▶ **Document passage**:
════

By Israel Drazin

 

The Conversion

By Aharon Appelfeld

 

Aharon Appelfeld, born in 1932, escaped from a Nazi concentration camp when he was nine years old and immigrated to Palestine in 1946. He wrote many books about life in Europe prior to the Holocaust. This is one of them.  The New York Times considered this 1998 translation from the Hebrew original the “notable book of the year.” The Los Angeles Times called it the “best fiction book of 1998.” It tells the story of Jews and non-Jews in an Austrian town two generations before the Holocaust. It focuses on Karl, a Jew with a mid-level city position who wants to rise to the next level, a position with much authority, but feels certain that he can’t do so unless he converts to Christianity.

 

Karl is not the only Jew in the city or even throughout Austria at that time with this problem. Many Jews realizing that they cannot be accepted in society and cannot gain positions they desire because they are Jewish, convert. The local priest is very friendly and makes it easy. But the novel shows that the conversions do not work. Converts feel guilty and many ignore fellow converts. Anti-Semitism against Jews is also directed against the new converts in the Austrian cities and towns, for the converts are still Jews in the eyes of these bigots. A Jewish physician and a Jewish lawyer do not gain patients and clients once they convert. Karl felt oppressed because he was unable to believe in the trinity. A prominent Jewish businessman who converted was highly respected by the community as long as he was considered rich and could give money and housing to the community and church.  But as soon as he went bankrupt, virtually the same day, the Viennese non-Jewish community remembered he was a Jew, insulted him, and physically abused him.

 

Remarkably and ironically, Karl’s late parents’ housekeeper of two decades, a non-Jewish peasant girl fourteen years Karl’s senior, continued Karl’s parent’s practices after his conversion. She lit Shabbat candles, took two candles to the synagogue in their memory before Yom Kippur, fasted on Yom Kippur, refused to buy pork, and gave in to Karl’s immoral request, which his parents would never have condoned, but it destroyed her.

════

Dataset rows:
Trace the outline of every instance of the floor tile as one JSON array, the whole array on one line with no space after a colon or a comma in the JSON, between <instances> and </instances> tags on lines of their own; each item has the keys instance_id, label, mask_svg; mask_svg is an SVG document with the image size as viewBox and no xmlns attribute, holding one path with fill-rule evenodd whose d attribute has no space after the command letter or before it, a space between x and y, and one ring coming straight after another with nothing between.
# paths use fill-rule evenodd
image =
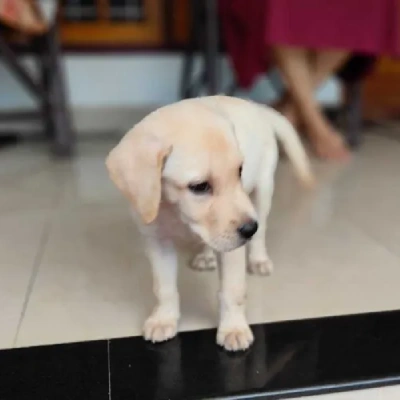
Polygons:
<instances>
[{"instance_id":1,"label":"floor tile","mask_svg":"<svg viewBox=\"0 0 400 400\"><path fill-rule=\"evenodd\" d=\"M107 341L0 351L2 400L109 400Z\"/></svg>"},{"instance_id":2,"label":"floor tile","mask_svg":"<svg viewBox=\"0 0 400 400\"><path fill-rule=\"evenodd\" d=\"M45 213L0 213L0 348L13 345L46 224Z\"/></svg>"}]
</instances>

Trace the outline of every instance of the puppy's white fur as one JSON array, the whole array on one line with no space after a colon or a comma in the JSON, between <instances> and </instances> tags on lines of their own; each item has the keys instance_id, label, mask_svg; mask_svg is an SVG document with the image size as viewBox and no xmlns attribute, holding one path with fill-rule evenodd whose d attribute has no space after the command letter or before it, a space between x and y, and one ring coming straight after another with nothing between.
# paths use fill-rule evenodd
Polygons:
<instances>
[{"instance_id":1,"label":"puppy's white fur","mask_svg":"<svg viewBox=\"0 0 400 400\"><path fill-rule=\"evenodd\" d=\"M215 267L215 252L220 253L218 344L233 351L252 343L244 306L245 241L238 228L258 220L258 230L247 243L248 271L271 273L265 233L277 139L301 181L312 184L308 158L291 124L268 107L227 96L163 107L137 124L109 154L110 176L132 204L153 270L157 306L144 326L147 340L176 335L176 246L196 244L197 269ZM208 186L196 193L193 185L201 182Z\"/></svg>"}]
</instances>

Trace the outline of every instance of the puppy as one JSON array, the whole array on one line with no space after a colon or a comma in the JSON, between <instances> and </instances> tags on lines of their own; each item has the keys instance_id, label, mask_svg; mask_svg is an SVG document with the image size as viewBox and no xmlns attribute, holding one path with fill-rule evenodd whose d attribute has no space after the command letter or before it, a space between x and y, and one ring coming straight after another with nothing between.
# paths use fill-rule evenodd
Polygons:
<instances>
[{"instance_id":1,"label":"puppy","mask_svg":"<svg viewBox=\"0 0 400 400\"><path fill-rule=\"evenodd\" d=\"M152 266L157 305L145 322L145 339L176 335L176 246L195 244L195 268L214 267L220 254L217 343L236 351L253 342L245 317L244 245L249 272L271 273L265 232L277 139L300 180L311 185L309 160L292 125L268 107L227 96L160 108L108 155L110 177L131 203Z\"/></svg>"}]
</instances>

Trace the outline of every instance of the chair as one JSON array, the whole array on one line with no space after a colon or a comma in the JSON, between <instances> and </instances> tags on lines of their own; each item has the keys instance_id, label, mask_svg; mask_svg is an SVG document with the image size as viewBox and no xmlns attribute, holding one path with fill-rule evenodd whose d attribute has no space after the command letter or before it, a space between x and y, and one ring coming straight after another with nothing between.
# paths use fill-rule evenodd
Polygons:
<instances>
[{"instance_id":1,"label":"chair","mask_svg":"<svg viewBox=\"0 0 400 400\"><path fill-rule=\"evenodd\" d=\"M220 53L223 52L223 43L219 30L218 0L190 0L189 3L191 24L189 42L184 51L180 96L196 97L203 88L208 95L232 95L238 88L235 82L227 88L220 87ZM196 52L199 52L202 63L198 76L194 76ZM362 139L362 79L343 79L343 83L345 99L339 110L339 118L344 123L349 146L357 148Z\"/></svg>"},{"instance_id":2,"label":"chair","mask_svg":"<svg viewBox=\"0 0 400 400\"><path fill-rule=\"evenodd\" d=\"M18 19L10 21L0 14L0 18L3 17L0 22L0 54L14 77L38 101L39 110L1 112L0 122L40 120L52 153L58 157L70 156L75 145L75 135L66 97L57 23L55 18L45 23L33 0L22 1L27 1L24 6L31 7L30 11L36 15L36 26L17 24ZM18 39L22 37L22 45L20 40L16 41L16 36ZM35 58L39 77L35 77L20 62L20 50L29 52Z\"/></svg>"}]
</instances>

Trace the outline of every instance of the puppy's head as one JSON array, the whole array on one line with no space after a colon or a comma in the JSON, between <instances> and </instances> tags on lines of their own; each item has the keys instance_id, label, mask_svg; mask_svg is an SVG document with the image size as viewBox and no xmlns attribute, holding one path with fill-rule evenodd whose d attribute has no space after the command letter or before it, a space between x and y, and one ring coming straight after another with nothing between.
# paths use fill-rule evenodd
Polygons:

════

▶ **Work required**: From the book review of The Conversion above, list every practice of Karl's late parents that their housekeeper continued after Karl's conversion.

▶ **Result of the exercise**:
- She lit Shabbat candles.
- She took two candles to the synagogue in their memory before Yom Kippur.
- She fasted on Yom Kippur.
- She refused to buy pork.